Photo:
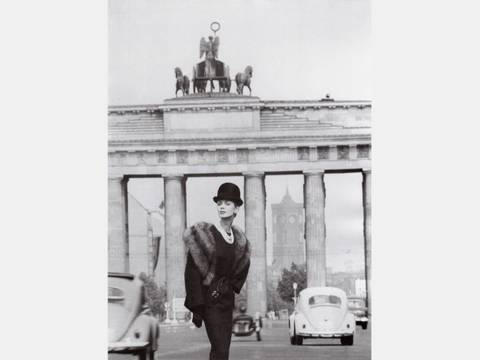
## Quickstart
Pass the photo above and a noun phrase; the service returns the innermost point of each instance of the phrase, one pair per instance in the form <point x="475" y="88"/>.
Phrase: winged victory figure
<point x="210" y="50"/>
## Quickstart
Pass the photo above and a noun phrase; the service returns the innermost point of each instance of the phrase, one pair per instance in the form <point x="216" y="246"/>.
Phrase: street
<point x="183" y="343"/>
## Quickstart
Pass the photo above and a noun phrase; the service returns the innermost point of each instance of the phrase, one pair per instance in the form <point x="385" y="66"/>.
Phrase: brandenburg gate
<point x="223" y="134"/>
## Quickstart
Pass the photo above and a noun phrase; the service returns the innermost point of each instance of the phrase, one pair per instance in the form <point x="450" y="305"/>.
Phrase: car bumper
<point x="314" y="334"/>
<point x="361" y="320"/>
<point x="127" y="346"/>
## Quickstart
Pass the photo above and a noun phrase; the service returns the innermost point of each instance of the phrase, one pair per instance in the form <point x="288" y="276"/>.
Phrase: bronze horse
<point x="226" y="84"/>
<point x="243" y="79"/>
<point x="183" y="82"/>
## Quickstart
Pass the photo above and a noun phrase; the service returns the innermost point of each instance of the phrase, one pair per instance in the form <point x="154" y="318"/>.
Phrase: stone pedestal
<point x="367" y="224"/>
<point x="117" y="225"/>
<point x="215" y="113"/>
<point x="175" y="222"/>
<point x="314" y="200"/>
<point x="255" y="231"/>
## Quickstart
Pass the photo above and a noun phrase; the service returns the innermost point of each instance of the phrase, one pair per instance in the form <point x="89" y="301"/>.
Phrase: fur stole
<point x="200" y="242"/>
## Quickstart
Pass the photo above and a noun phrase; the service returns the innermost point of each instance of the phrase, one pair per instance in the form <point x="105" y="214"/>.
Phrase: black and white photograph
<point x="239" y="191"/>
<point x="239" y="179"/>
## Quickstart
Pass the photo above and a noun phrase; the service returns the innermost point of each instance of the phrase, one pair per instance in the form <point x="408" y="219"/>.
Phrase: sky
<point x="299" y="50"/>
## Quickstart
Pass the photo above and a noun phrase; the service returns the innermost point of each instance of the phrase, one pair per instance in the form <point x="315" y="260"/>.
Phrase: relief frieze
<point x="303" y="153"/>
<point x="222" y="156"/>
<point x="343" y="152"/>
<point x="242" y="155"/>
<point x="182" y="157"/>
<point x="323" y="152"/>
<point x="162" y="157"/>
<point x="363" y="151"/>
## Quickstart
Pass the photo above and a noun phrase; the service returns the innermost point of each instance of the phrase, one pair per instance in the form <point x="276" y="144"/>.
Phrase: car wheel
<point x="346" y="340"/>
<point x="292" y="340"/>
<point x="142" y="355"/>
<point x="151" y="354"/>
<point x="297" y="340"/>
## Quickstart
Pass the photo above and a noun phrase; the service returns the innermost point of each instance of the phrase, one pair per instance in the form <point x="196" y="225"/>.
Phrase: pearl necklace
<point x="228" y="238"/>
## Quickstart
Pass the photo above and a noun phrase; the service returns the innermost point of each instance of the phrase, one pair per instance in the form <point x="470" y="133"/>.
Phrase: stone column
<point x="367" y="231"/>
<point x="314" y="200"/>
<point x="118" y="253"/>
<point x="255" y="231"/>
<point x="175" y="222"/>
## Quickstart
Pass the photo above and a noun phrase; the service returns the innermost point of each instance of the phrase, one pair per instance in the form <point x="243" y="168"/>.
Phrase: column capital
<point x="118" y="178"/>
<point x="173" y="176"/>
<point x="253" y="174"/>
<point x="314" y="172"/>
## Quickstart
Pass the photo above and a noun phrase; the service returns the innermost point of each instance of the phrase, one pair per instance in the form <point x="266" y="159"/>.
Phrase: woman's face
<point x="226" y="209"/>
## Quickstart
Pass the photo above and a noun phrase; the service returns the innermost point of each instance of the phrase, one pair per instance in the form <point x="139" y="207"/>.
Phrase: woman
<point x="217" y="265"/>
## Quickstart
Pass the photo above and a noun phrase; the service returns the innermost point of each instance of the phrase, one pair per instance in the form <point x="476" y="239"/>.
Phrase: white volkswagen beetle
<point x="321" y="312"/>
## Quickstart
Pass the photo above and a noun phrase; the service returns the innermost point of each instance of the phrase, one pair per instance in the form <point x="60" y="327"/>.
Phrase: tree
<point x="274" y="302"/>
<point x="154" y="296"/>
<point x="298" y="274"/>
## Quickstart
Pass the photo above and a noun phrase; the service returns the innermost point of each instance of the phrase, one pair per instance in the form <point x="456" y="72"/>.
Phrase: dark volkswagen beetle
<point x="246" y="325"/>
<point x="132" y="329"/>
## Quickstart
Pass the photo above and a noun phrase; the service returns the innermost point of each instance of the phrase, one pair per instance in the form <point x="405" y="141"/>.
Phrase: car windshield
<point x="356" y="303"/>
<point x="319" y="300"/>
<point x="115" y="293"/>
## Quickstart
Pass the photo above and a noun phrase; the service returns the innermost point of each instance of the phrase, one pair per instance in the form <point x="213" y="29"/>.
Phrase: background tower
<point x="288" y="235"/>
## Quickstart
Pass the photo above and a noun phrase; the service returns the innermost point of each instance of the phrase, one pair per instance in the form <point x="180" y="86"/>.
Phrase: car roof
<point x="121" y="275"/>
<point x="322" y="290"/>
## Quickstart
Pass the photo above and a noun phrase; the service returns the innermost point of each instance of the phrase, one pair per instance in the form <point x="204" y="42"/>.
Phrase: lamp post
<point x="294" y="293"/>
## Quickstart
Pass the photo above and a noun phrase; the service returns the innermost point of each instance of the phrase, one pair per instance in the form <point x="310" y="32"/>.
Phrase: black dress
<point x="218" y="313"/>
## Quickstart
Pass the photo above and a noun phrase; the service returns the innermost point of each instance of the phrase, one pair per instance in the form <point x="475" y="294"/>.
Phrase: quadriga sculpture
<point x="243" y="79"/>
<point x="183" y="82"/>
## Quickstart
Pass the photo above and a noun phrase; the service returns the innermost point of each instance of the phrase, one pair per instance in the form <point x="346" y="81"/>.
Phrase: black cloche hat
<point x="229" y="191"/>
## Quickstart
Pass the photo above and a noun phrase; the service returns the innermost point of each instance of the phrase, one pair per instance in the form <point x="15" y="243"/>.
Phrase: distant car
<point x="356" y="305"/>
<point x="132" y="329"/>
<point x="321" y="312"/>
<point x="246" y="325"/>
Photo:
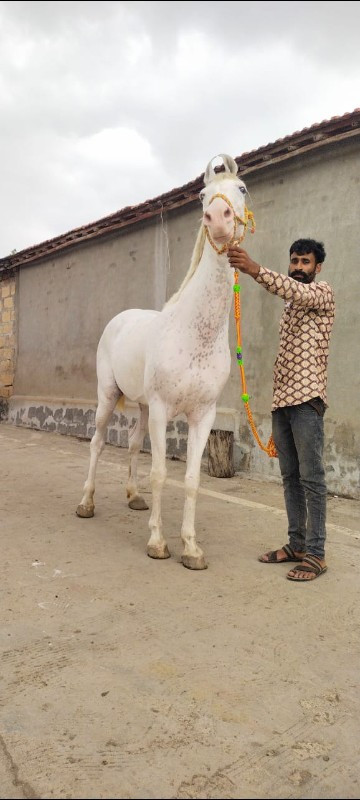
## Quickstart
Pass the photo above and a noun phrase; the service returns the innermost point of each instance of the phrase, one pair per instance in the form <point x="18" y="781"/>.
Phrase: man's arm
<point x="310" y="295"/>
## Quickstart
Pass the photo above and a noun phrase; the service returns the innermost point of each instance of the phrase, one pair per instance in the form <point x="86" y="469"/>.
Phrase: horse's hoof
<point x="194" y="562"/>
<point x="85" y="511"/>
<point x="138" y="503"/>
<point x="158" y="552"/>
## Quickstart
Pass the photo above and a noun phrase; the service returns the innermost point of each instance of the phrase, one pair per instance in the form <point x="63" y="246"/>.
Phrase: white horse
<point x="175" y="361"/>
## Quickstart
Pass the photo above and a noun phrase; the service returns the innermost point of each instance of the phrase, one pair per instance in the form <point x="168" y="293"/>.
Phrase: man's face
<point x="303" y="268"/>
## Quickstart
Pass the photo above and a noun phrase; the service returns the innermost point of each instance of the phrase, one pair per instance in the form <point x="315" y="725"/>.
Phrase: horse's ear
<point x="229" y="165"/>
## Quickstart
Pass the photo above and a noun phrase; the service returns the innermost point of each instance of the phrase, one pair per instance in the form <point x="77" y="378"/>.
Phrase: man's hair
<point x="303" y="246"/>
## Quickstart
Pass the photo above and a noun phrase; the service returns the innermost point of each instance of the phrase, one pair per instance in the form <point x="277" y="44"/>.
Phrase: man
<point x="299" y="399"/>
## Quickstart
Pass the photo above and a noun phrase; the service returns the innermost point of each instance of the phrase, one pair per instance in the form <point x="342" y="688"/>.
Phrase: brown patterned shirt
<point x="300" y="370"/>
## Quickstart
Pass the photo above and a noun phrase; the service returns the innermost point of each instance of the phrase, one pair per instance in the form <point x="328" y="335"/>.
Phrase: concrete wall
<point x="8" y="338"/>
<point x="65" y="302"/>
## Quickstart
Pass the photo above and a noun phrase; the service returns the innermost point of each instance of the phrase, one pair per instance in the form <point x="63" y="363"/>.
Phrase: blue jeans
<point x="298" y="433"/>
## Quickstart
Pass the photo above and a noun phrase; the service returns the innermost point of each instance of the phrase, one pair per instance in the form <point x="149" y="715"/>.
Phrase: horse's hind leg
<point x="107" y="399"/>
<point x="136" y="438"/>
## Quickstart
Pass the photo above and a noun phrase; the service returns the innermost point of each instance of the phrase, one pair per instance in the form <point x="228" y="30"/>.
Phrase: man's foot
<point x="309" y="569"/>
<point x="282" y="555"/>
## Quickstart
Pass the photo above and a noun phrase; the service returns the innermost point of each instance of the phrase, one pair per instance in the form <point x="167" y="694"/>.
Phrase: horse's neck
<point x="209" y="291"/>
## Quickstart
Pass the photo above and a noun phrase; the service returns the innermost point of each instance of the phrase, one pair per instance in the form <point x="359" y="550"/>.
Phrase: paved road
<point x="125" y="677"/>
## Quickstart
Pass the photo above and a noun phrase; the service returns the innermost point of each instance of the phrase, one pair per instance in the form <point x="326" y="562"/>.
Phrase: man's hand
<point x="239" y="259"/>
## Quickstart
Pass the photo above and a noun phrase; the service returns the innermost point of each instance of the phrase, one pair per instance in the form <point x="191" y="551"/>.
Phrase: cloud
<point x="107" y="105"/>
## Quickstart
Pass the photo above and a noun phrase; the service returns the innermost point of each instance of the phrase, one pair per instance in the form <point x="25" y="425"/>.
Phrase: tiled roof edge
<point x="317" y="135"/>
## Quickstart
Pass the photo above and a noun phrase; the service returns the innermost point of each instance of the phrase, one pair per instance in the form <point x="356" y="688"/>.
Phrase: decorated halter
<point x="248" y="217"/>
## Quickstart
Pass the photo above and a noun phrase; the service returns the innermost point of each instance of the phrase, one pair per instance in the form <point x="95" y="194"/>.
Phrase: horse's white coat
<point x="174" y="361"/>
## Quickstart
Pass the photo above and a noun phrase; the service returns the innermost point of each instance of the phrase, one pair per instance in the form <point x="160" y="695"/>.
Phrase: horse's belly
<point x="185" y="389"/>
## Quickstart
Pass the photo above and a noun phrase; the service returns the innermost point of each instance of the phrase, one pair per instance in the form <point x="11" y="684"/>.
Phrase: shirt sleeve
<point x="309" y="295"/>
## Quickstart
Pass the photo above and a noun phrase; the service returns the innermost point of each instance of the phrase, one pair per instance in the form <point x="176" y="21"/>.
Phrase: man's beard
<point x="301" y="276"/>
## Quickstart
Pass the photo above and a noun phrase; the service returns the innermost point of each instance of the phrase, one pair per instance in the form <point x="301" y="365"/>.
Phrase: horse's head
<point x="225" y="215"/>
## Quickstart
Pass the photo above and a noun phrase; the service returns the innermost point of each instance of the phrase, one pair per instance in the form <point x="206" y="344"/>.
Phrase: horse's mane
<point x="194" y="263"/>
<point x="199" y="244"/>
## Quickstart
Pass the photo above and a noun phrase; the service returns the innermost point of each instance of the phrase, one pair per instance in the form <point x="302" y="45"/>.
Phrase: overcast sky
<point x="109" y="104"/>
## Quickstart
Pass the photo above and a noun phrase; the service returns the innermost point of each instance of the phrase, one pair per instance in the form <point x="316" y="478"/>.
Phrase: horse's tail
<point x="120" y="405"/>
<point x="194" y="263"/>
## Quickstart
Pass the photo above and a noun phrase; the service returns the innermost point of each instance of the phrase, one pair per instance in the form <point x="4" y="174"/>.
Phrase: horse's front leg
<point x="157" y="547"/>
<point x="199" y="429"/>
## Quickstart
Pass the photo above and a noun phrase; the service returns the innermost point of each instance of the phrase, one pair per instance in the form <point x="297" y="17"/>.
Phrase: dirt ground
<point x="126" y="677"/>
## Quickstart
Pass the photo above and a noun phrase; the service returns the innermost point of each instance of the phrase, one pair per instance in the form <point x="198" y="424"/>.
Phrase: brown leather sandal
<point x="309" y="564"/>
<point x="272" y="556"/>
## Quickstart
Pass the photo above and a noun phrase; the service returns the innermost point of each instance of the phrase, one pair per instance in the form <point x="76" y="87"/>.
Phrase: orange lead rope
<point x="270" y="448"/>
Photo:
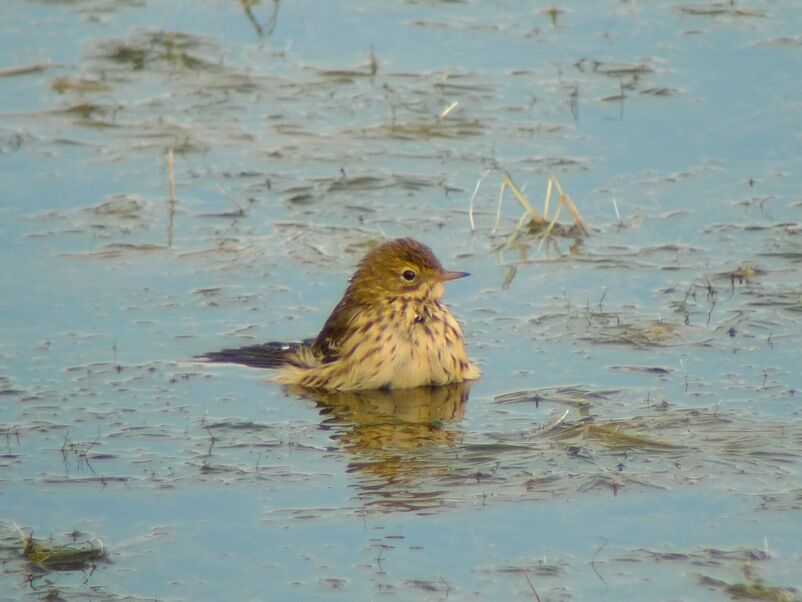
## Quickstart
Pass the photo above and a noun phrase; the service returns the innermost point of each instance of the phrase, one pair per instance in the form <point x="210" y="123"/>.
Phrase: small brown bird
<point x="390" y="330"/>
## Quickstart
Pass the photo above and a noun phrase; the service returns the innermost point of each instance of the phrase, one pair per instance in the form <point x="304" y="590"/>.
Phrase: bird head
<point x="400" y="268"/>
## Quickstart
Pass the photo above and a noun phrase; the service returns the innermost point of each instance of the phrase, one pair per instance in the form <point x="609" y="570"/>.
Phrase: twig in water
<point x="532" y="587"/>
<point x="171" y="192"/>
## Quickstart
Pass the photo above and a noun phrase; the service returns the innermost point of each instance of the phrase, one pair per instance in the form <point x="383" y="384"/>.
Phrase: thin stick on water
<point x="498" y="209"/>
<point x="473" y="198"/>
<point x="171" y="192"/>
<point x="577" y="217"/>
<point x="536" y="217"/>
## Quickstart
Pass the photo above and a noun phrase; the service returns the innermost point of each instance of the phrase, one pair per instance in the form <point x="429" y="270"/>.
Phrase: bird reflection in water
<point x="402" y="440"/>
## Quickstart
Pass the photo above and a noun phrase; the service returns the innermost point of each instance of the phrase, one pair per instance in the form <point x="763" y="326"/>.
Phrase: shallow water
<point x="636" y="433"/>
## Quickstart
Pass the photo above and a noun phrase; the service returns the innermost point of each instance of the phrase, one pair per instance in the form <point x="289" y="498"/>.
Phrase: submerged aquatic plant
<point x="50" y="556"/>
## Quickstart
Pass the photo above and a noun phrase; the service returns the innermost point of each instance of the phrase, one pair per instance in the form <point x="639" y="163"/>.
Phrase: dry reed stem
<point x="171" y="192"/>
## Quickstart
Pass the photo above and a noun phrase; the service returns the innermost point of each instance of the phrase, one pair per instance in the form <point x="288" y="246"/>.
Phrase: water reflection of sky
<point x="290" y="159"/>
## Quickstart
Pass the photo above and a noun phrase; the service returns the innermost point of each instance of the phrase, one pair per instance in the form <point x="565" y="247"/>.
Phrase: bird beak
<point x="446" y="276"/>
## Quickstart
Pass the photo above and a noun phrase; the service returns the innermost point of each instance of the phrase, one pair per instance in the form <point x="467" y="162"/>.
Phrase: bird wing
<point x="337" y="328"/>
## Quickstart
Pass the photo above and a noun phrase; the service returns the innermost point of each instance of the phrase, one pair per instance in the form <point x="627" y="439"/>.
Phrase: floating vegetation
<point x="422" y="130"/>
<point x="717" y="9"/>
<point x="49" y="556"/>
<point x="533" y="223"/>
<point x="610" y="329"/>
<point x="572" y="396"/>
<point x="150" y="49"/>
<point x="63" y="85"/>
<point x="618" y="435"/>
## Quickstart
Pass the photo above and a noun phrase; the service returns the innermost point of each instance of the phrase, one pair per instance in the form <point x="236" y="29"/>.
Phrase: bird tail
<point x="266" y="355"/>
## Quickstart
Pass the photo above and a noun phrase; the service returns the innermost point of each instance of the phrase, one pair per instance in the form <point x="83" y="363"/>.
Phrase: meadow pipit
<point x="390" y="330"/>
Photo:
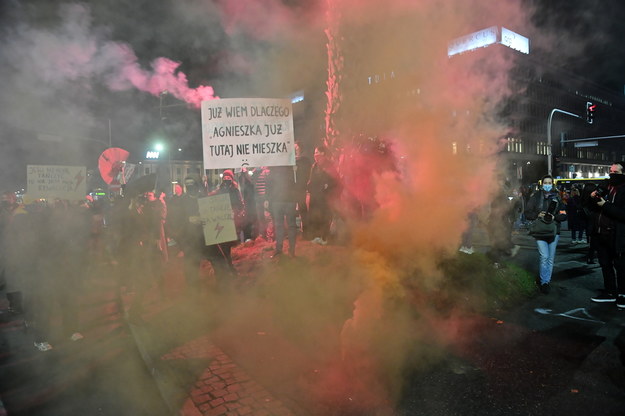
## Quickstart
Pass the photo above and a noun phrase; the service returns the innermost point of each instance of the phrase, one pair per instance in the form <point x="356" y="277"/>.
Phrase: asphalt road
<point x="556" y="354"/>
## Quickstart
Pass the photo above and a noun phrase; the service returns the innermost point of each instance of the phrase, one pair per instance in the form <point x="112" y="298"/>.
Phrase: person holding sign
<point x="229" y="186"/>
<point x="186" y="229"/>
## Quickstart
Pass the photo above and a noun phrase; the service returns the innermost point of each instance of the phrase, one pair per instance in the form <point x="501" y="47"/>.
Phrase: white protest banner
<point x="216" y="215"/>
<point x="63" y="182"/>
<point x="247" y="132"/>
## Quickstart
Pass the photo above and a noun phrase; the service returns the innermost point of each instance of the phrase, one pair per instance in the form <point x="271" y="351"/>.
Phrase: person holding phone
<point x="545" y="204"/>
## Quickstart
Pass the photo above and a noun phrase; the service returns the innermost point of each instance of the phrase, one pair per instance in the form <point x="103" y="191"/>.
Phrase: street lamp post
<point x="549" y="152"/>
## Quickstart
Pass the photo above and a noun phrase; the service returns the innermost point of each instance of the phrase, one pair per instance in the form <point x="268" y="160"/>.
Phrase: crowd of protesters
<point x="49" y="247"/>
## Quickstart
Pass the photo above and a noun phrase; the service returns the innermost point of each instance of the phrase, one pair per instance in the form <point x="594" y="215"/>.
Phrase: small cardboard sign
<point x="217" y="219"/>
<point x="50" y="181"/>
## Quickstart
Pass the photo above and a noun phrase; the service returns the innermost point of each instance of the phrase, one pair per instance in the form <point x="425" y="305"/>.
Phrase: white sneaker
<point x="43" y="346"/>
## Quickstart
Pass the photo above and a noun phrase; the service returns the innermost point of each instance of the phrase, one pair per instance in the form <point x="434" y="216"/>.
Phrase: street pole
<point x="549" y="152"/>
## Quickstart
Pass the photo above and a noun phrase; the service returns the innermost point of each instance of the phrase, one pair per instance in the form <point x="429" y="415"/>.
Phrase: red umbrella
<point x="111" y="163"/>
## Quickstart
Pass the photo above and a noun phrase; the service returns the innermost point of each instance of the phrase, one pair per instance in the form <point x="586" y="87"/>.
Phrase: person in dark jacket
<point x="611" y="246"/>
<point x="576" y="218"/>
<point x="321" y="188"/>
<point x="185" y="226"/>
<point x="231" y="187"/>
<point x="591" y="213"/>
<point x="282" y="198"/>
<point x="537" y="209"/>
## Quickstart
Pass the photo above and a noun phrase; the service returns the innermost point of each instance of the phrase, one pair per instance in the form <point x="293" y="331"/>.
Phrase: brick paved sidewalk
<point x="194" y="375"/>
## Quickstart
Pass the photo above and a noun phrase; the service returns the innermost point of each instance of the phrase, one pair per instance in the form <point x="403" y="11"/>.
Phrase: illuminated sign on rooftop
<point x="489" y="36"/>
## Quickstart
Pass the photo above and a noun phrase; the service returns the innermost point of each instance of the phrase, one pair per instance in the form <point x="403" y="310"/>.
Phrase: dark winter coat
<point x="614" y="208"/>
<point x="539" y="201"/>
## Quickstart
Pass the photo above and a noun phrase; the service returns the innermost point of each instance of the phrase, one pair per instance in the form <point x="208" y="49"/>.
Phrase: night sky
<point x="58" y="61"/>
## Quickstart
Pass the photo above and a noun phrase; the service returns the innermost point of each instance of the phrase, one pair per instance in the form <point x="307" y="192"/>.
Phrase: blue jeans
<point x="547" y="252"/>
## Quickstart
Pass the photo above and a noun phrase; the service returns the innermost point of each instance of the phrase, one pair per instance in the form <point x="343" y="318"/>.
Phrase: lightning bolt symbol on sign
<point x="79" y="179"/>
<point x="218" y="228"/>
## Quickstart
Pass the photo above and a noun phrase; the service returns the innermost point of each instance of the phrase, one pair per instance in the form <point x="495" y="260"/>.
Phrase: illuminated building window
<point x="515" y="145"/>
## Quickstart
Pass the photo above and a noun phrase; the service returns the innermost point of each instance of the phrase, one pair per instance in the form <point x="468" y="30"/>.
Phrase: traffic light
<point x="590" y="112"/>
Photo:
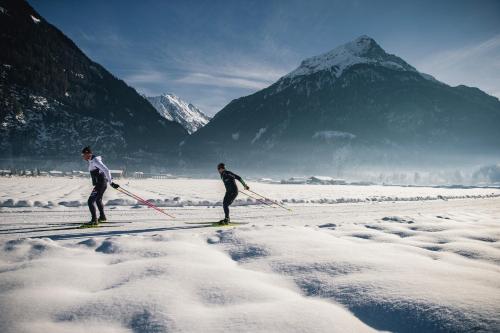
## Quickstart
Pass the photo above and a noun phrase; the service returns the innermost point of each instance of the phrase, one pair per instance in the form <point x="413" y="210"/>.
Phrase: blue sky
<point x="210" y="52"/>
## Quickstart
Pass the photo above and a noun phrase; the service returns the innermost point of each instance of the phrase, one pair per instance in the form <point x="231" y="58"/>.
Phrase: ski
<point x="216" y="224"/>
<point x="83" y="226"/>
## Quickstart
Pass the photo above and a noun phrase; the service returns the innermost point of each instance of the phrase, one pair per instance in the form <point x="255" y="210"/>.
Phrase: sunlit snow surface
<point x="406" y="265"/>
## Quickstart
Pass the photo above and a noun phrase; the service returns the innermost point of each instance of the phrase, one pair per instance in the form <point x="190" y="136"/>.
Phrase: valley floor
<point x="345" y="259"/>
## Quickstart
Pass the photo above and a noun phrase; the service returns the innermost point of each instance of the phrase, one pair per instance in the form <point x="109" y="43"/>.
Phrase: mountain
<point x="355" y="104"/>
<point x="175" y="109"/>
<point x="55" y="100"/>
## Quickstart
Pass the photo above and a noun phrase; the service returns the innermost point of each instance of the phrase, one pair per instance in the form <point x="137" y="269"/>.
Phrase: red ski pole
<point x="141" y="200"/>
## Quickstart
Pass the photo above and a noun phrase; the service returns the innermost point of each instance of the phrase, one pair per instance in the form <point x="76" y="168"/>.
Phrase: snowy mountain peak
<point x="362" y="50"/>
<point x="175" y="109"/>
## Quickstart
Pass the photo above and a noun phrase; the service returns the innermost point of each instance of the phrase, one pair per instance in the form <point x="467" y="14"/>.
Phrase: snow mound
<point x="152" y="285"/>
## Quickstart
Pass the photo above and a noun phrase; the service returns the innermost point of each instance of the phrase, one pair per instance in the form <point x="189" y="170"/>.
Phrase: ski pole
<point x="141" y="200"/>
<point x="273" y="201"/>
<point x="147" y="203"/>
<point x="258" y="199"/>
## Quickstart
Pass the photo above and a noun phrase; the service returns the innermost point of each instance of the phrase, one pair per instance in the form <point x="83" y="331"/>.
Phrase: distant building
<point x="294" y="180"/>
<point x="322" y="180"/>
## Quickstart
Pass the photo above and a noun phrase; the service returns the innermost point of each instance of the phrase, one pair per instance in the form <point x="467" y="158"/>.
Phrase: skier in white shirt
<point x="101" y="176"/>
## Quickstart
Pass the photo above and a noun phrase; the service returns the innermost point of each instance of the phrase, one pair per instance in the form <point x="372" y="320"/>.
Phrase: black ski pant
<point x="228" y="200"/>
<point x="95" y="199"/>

**Written request**
From the data above, pull out every line that contains the string "distant". Match case exactly.

**Worked solution**
Phrase: distant car
Phrase: distant building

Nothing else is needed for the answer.